A fire ant’s bite is sudden and sharp but its venom is only mildly dangerous. The venom consists of piperidines, alkaloid compounds that are extremely toxic and can alter the normal activity of nerves, cause cell damage, destroy red blood cells, and result in tissue damage.
In addition to native fire ants, Arizona is also home to red imported fire ants, which are far more aggressive and quickly sting when they feel threatened. Fire ant bites physically manifest as pseudopustules or blisters with tissue serum.
Arizona has over 40 mosquito species, but only six or seven spread severe disease. Mosquitoes render an itchy bite and are most active in summer and early fall.
In Arizona, mosquitoes can transmit the West Nile virus, which causes West Nile fever in birds, animals, and humans. Mosquitoes and birds are the preferred hosts for the virus, with mosquitoes contracting the virus from feeding infected birds. While animals can contract West Nile virus, the symptoms are more severe for humans.
Making your immediate environment inhospitable to mosquitoes can reduce the chances of bites from this common but dangerous bug. Eliminate stagnant pools of water whether that’s a pond, idle containers holding water, vehicle covers that can hold water, or even a neglected swimming pool.
Eliminate adult mosquitoes using pesticides and traps. Install door and window screens and apply insect repellent when outdoors.
11. Scabies Mites
Scabbies mites, also known as human itch mites or scientifically as Sarcoptes scabiei, cause an itchy skin rash that is contagious upon close contact with infected persons.
The mite burrows into the human skin where it lays eggs, leading to intense scratching followed by an angry rash. The scratching typically intensifies at night.
Although highly contagious, scabies is easily treatable using medicated creams and pills. The goal of treatment is to kill the mites and their eggs, eventually alleviating the itching over a few weeks.
Scorpions may seem like exotic critters, but they are extremely common in Arizona. There are more than sixty species in the state but the bark scorpion, scientifically known as Centruroides sculpturatus is the most aggressive.

EXERCISE PROMPT:
Write out the part of the text on Arizona's biting pests word for word, starting with "The mite burrows" and going on through "intensifies at night.".

GIVEN INFORMATION:
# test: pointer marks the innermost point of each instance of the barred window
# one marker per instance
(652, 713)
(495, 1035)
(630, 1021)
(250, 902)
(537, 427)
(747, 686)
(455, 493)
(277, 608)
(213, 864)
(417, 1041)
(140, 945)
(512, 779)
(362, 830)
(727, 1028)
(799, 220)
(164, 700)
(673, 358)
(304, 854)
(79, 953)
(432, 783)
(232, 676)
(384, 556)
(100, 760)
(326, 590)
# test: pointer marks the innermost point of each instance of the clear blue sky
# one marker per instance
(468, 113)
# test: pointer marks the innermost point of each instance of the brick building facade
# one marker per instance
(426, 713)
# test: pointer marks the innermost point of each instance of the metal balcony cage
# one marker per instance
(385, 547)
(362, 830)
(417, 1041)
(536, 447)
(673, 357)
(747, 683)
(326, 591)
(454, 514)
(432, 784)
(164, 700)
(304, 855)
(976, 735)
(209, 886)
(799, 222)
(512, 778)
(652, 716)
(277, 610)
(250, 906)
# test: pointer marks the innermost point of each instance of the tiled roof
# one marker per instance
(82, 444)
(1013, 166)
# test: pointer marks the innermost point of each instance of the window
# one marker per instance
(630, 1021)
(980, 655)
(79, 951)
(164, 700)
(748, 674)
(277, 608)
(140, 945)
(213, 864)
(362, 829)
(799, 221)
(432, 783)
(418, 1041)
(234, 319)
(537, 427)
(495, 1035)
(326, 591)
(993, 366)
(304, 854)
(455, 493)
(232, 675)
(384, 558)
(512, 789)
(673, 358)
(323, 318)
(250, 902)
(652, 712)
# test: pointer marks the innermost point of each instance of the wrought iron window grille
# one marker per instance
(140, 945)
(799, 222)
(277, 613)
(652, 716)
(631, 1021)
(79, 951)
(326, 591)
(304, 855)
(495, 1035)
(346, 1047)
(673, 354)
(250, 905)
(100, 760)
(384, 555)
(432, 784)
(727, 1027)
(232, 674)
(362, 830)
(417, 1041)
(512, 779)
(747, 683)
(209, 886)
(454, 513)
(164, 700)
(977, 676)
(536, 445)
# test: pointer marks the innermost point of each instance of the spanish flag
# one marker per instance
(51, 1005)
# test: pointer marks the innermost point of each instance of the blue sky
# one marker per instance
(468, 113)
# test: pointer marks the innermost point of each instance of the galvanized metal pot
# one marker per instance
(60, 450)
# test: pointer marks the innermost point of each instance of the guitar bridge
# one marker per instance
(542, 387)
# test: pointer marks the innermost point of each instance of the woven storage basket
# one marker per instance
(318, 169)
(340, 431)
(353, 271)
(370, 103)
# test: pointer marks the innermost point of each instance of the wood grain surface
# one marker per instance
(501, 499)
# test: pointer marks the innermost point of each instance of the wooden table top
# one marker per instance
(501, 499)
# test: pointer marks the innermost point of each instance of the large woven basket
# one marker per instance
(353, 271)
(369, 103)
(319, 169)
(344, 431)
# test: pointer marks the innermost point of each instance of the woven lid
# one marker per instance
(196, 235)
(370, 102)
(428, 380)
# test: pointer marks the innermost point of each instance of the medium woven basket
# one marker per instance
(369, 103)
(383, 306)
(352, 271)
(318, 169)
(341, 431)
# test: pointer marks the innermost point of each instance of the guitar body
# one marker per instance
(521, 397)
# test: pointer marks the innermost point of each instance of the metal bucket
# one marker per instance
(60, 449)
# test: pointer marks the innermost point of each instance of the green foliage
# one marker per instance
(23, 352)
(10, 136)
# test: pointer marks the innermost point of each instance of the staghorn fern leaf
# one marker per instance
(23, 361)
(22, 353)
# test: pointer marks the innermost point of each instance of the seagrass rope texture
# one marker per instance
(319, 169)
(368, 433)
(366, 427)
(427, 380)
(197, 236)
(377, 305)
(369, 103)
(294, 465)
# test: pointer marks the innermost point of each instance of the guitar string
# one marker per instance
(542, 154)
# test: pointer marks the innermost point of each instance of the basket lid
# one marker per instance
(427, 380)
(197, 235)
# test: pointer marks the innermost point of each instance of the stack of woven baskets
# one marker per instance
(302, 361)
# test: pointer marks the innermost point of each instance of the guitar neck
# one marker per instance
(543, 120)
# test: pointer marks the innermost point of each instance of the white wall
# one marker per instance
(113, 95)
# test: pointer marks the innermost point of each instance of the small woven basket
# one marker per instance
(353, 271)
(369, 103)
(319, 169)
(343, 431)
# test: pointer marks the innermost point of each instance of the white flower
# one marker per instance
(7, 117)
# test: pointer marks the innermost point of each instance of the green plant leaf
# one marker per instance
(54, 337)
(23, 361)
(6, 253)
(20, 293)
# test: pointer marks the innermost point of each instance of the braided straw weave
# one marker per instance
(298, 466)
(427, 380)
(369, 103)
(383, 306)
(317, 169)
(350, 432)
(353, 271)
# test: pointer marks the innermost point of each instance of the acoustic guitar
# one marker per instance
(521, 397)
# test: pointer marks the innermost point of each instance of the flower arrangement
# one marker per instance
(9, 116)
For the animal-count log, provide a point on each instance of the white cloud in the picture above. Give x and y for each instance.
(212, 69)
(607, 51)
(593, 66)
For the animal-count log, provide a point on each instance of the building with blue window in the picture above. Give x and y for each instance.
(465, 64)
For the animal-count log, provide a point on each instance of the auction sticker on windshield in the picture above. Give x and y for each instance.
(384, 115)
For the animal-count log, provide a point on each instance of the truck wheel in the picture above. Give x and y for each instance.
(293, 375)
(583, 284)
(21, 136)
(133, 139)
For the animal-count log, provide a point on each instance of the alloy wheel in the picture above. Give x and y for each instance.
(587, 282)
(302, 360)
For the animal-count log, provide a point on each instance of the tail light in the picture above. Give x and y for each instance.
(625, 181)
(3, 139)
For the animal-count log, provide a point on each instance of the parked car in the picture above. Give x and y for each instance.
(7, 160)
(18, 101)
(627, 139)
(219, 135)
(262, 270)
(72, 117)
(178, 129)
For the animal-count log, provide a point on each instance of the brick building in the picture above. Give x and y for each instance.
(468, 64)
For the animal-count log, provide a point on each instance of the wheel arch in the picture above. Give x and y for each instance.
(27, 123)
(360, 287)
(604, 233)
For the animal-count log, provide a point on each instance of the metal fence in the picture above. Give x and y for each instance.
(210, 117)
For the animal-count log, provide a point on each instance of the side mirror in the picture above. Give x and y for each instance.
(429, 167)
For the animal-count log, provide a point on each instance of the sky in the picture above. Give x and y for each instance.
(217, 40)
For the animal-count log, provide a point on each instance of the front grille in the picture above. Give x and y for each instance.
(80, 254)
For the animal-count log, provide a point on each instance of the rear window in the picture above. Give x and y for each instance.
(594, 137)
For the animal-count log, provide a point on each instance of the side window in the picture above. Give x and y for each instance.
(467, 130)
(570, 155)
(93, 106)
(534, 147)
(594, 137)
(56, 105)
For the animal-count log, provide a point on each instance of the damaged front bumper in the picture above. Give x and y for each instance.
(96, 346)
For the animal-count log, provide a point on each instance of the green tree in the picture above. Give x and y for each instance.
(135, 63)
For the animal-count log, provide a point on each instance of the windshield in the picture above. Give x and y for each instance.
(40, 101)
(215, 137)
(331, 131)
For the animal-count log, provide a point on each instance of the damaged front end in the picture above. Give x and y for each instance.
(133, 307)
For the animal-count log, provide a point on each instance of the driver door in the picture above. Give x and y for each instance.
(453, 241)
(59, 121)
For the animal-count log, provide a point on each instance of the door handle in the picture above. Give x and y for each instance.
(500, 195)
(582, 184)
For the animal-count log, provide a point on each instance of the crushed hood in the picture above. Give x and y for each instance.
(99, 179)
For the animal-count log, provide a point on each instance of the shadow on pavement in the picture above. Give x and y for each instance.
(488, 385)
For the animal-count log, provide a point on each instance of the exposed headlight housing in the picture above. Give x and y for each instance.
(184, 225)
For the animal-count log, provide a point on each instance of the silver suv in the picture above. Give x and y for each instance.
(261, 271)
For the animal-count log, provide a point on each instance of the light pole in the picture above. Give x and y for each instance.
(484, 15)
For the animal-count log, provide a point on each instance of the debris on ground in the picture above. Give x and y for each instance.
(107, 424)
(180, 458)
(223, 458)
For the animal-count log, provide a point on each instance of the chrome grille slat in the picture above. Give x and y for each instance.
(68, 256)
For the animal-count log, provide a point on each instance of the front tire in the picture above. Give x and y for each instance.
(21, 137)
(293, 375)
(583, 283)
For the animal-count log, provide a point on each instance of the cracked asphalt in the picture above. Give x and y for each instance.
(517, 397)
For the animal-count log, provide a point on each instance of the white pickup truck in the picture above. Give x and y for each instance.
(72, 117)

TASK OUTPUT:
The mite burrows into the human skin where it lays eggs, leading to intense scratching followed by an angry rash. The scratching typically intensifies at night.